* _REQUIRED WORK_
1 > Set down the part of the Naomi Visser profile starting with "At the 2019 European" and going on through "23rd in the all-around.", word for word.
2 > Answer these from the Naomi Visser profile, one line each:
(a) In what town was Visser born?
(b) In what city were the 2021 World Championships held?
(c) What was her all-around place at the 2018 World Championships?

Naomi Visser (born 24 August 2001) is a Dutch artistic gymnast.  She was part of the bronze medal winning team at the 2018 European Championships.

Early life 
Visser was born in 2001 in Papendrecht.  She started gymnastics at the age of six.

Gymnastics career

Senior 
At the 2018 European Championships, Visser helped the Netherlands win the team bronze medal. At the 2018 World Championships, she finished 14th in the all-around.

At the 2019 European Games, Visser finished seventh in the all-around and fifth on uneven bars. At the 2019 World Championships, she helped the Netherlands team finish eighth and finished 23rd in the all-around.

2021 
At the 2021 European Championships Visser finished ninth in the all-around.  She was initially an alternate for the Dutch team at the 2020 Olympic Games; however she tested positive for COVID-19 only weeks prior to departure for Tokyo and was unable to travel.  In October Visser competed at the World Championships in Kitakyushu.  She qualified to the all-around final where she finished fifth.  In doing so she set a record as the highest placing Dutch female artistic gymnast in a World all-around final.

* _DATA FOR REVIEW_
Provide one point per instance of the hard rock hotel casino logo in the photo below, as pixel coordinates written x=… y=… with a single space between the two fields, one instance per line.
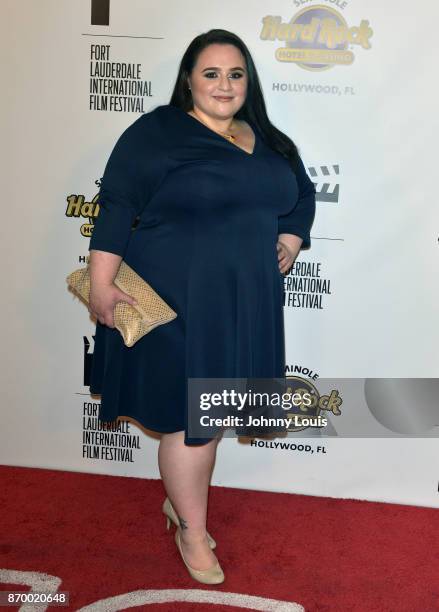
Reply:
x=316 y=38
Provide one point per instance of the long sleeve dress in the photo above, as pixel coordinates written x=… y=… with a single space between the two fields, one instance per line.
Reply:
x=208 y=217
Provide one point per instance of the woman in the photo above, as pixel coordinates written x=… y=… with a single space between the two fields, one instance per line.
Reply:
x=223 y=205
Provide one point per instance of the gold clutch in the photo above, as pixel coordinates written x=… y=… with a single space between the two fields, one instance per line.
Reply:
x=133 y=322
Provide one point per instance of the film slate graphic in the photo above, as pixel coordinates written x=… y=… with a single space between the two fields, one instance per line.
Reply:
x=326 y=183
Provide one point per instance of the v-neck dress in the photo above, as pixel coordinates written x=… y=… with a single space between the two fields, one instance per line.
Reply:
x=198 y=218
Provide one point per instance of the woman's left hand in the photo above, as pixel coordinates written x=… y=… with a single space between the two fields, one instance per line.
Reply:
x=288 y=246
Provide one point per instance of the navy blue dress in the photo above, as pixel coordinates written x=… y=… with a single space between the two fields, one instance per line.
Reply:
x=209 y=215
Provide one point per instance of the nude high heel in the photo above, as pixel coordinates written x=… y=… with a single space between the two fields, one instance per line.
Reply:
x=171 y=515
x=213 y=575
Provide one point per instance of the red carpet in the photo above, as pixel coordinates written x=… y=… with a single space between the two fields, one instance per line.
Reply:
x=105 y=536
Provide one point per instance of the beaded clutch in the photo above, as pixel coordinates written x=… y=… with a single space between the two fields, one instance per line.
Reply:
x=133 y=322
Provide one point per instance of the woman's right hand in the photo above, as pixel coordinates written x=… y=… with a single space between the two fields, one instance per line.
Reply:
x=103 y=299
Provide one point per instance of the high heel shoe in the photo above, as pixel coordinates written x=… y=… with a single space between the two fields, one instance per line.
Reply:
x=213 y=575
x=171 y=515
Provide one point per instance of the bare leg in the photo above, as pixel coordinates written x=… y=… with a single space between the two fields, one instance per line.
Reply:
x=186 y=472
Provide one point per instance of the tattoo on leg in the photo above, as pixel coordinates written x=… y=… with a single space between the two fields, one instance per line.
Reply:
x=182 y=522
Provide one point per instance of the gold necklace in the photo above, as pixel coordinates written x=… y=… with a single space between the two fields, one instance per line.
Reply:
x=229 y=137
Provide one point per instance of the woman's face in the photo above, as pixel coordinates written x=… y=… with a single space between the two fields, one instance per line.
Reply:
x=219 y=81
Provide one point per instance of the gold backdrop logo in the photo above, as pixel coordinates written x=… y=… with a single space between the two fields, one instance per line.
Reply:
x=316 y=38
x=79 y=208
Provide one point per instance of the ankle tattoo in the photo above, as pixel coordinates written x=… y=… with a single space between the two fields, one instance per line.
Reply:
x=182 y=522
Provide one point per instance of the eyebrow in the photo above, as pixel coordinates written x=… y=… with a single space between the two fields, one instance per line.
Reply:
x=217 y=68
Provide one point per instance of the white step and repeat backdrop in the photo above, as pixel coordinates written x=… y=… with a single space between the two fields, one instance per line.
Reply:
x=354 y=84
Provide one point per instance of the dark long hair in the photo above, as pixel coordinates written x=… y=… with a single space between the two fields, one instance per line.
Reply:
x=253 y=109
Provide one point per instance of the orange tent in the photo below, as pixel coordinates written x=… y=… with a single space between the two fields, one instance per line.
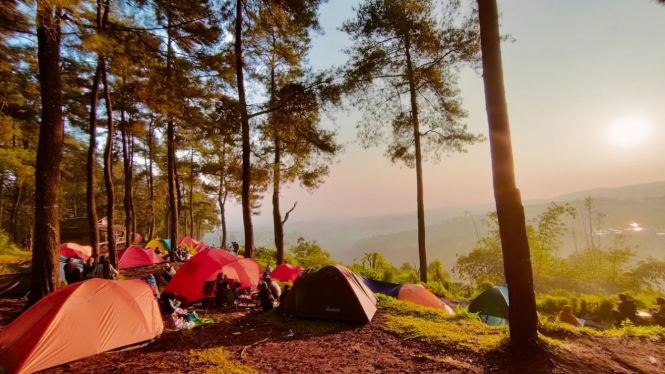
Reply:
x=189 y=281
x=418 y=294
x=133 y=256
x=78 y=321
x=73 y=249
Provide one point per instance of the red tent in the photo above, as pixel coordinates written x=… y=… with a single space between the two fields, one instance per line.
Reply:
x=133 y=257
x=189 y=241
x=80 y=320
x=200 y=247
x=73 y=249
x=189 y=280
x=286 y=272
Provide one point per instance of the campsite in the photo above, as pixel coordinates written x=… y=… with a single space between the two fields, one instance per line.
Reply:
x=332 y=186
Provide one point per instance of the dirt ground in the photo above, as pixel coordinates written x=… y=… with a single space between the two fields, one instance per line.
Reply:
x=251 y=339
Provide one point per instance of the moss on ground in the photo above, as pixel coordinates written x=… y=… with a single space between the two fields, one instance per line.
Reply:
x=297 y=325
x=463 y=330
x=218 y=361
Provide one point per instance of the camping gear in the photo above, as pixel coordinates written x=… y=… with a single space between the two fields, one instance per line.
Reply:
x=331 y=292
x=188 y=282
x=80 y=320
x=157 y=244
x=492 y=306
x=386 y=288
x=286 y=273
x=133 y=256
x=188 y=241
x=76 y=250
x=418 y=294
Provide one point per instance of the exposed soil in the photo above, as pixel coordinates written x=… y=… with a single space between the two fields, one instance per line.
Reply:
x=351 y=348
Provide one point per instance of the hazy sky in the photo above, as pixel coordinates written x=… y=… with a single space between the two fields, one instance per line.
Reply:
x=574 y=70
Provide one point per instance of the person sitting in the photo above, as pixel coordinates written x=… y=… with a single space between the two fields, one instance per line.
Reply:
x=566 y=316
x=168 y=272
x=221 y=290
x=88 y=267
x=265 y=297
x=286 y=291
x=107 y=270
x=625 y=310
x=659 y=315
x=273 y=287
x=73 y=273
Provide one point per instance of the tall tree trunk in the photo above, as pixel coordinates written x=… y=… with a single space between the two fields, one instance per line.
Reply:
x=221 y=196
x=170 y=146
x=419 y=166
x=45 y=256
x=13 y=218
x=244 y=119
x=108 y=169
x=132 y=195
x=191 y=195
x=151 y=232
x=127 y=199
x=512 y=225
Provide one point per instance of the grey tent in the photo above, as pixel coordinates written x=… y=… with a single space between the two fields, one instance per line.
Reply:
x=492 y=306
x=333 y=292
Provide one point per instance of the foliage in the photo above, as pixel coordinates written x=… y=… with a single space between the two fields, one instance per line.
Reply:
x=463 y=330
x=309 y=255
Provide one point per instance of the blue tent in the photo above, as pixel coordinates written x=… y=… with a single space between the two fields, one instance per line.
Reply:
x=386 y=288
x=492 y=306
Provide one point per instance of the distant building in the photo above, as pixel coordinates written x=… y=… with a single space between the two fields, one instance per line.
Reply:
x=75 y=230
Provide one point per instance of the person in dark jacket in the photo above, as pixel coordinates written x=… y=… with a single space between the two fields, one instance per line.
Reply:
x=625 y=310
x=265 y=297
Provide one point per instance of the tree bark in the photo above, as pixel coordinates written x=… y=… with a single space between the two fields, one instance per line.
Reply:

* _ANSWERS IN ORDER_
1 >
At the 2019 European Games, Visser finished seventh in the all-around and fifth on uneven bars. At the 2019 World Championships, she helped the Netherlands team finish eighth and finished 23rd in the all-around.

2 >
(a) Papendrecht
(b) Kitakyushu
(c) 14th